Pointing dataset records
◆ ◆ ◆ ◆ ◆ ◆ ◆

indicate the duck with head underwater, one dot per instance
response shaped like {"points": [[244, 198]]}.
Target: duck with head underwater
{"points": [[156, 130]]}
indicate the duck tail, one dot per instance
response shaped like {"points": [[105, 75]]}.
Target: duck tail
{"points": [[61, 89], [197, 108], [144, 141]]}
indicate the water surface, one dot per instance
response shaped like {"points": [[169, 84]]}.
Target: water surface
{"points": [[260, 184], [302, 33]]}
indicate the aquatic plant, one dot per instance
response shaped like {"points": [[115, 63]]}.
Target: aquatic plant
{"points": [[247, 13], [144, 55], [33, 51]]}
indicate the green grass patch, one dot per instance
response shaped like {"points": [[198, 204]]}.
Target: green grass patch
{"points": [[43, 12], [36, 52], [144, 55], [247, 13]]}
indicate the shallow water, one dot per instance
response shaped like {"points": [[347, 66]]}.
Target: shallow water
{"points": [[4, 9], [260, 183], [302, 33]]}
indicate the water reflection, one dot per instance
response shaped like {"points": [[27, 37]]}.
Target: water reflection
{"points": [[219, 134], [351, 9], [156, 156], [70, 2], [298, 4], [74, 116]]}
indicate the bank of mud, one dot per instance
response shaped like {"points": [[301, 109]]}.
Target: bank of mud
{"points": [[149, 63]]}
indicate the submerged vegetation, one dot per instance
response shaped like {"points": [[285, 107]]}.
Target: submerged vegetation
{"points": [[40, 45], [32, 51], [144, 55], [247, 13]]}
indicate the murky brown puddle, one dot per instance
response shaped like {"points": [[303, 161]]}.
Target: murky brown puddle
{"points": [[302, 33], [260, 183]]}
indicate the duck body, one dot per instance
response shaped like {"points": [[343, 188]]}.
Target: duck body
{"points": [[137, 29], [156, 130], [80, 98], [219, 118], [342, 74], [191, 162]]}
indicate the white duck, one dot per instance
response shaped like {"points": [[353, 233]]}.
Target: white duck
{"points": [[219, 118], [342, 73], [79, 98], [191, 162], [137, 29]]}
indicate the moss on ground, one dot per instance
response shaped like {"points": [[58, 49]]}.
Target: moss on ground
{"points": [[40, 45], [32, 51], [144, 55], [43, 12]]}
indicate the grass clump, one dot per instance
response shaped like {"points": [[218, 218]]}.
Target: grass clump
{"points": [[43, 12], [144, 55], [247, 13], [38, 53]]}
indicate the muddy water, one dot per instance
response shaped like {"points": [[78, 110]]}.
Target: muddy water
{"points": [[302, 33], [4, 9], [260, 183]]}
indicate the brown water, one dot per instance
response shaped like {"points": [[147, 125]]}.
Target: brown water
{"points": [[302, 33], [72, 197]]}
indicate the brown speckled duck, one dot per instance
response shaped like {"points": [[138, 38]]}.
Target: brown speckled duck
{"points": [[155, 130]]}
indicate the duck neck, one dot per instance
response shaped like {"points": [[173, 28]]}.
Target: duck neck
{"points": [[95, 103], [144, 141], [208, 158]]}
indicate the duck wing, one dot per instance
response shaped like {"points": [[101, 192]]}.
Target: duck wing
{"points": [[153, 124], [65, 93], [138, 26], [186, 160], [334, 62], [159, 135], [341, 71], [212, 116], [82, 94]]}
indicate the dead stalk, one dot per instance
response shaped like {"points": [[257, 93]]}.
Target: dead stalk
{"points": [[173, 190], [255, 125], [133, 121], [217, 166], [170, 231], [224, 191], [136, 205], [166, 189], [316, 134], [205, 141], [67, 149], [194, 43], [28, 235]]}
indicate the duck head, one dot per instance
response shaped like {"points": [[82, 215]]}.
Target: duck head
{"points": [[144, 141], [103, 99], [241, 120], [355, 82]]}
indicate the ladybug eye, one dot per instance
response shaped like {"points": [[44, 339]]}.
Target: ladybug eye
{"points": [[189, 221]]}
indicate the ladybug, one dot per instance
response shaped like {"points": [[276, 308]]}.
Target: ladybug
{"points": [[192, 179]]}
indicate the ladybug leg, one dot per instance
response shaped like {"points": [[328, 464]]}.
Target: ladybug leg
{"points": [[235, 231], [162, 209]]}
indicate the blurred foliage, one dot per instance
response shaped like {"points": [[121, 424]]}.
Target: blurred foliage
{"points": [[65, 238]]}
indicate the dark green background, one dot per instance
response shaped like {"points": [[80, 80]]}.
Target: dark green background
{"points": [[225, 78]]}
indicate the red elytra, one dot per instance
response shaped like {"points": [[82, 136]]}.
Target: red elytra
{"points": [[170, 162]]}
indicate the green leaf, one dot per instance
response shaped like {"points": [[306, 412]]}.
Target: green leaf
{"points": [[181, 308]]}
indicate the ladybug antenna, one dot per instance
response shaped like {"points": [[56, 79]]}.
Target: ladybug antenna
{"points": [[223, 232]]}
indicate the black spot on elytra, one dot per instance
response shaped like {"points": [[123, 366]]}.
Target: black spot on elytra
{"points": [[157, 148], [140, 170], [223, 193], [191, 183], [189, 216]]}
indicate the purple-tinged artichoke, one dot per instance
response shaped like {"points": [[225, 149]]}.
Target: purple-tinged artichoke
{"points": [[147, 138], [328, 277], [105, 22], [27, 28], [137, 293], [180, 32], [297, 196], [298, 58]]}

◆ ◆ ◆ ◆ ◆ ◆ ◆

Once more, set down the full listing, verbatim.

indicate the duck with head underwater, one dot per instance
response shaped like {"points": [[244, 198]]}.
Target: duck with head underwater
{"points": [[156, 130]]}
indicate the duck tail, one dot per instance
response shaped like {"points": [[105, 75]]}.
Target: duck tail
{"points": [[61, 89], [197, 108], [144, 141]]}
indicate the water surface, one dot per instance
response shaped like {"points": [[169, 84]]}.
Target: water surface
{"points": [[260, 184], [302, 33]]}
indicate the aquatic plant, one dot per instance
response shaped like {"points": [[115, 63]]}.
Target: aquatic plant
{"points": [[247, 13], [144, 55], [33, 51]]}
indicate the green grass patch, one dot per instance
response shaped like {"points": [[198, 204]]}.
Target: green grass patch
{"points": [[43, 12], [36, 52], [144, 55], [247, 13]]}
indicate the shallow water, one dot per instance
response shaped like {"points": [[347, 66]]}.
Target: shallow water
{"points": [[4, 9], [260, 183], [302, 33]]}
indicate the water reflection, one dot per instance
response shaped like {"points": [[27, 37]]}.
Target: water reflection
{"points": [[219, 134], [351, 9], [156, 156], [70, 2], [298, 4], [74, 116]]}
indicate the bank of mud, one dot per instance
response shaped like {"points": [[301, 109]]}.
Target: bank of mud
{"points": [[149, 63]]}
indicate the submerged vegetation, one dot per instance
response shaped like {"points": [[285, 107]]}.
Target: submerged vegetation
{"points": [[40, 45], [32, 51], [144, 55], [247, 13]]}
indicate the murky brown puddle, one dot per instance
response shaped like {"points": [[303, 161]]}.
Target: murky brown puddle
{"points": [[302, 33], [260, 183]]}
indicate the duck body, one dot per instance
response shaped like {"points": [[343, 188]]}.
Target: duck body
{"points": [[137, 29], [156, 130], [80, 98], [219, 118], [342, 74], [191, 162]]}
indicate the white duck, one dot per instance
response shaped like {"points": [[353, 233]]}.
Target: white duck
{"points": [[219, 118], [342, 73], [79, 98], [191, 162], [137, 29]]}
indicate the moss on ground, one dot per instance
response shaped like {"points": [[58, 49]]}.
Target: moss on ground
{"points": [[40, 45], [32, 51], [144, 55], [43, 12]]}
indicate the grass clump, one dot per instance
response shaped like {"points": [[218, 218]]}.
Target: grass clump
{"points": [[43, 12], [144, 55], [247, 13], [38, 53]]}
indicate the muddy water, one dot per instance
response shaped like {"points": [[78, 110]]}.
Target: muddy water
{"points": [[302, 33], [4, 9], [260, 183]]}
indicate the brown water, one dot per instance
response shaped like {"points": [[147, 125]]}.
Target: brown water
{"points": [[302, 33], [72, 197]]}
indicate the brown speckled duck, one dot per instance
response shaped like {"points": [[138, 38]]}.
Target: brown speckled duck
{"points": [[155, 130]]}
indicate the duck neck, one dot per instance
response shaped like {"points": [[173, 28]]}.
Target: duck neck
{"points": [[95, 103], [144, 141], [208, 158]]}
indicate the duck wing, one dot per instance
response shaped like {"points": [[101, 192]]}.
Target: duck wing
{"points": [[153, 124], [65, 93], [138, 26], [186, 160], [334, 62], [159, 135], [341, 71], [212, 116], [82, 94]]}
indicate the dead stalk, one dot per instance
response shaped like {"points": [[257, 93]]}.
Target: dead stalk
{"points": [[173, 190], [255, 125], [133, 121], [217, 166], [170, 231], [224, 191], [136, 205], [166, 189], [316, 134], [205, 141], [67, 149], [194, 43], [28, 235]]}
indicate the duck head, one dot per instance
response shaped like {"points": [[82, 215]]}.
Target: duck head
{"points": [[144, 141], [103, 99], [241, 120], [355, 82]]}
indicate the ladybug eye, one dot per instance
response shaped like {"points": [[44, 339]]}.
Target: ladybug eye
{"points": [[189, 221]]}
indicate the ladybug, one dot per instance
response shaped like {"points": [[276, 308]]}.
Target: ladybug
{"points": [[192, 179]]}
indicate the ladybug leg, one dot per instance
response shaped like {"points": [[328, 464]]}.
Target: ladybug leg
{"points": [[235, 231], [162, 209]]}
indicate the blurred foliage, one dot per instance
response shaped like {"points": [[121, 424]]}.
Target: blurred foliage
{"points": [[65, 238]]}
indicate the dark green background, one dot per instance
response shaped like {"points": [[80, 80]]}.
Target: dark green background
{"points": [[225, 78]]}
indicate the red elytra, one dot per instance
response shaped like {"points": [[82, 136]]}.
Target: red elytra
{"points": [[170, 162]]}
indicate the green leaf, one dot per instance
response shaped like {"points": [[306, 412]]}.
Target: green leaf
{"points": [[181, 308]]}
indicate the ladybug antenna, one dot per instance
response shaped like {"points": [[56, 79]]}.
Target: ladybug antenna
{"points": [[223, 232]]}
indicate the black spot on elytra, one dot per instance
response shaped like {"points": [[123, 366]]}.
Target: black spot on elytra
{"points": [[157, 148], [140, 170], [223, 193], [191, 183], [189, 216]]}
indicate the purple-tinged artichoke, one dot per instance
response shaped like {"points": [[225, 149]]}.
Target: purple-tinged artichoke
{"points": [[147, 138], [328, 277], [105, 22], [27, 28], [137, 293], [180, 32], [297, 196], [298, 58]]}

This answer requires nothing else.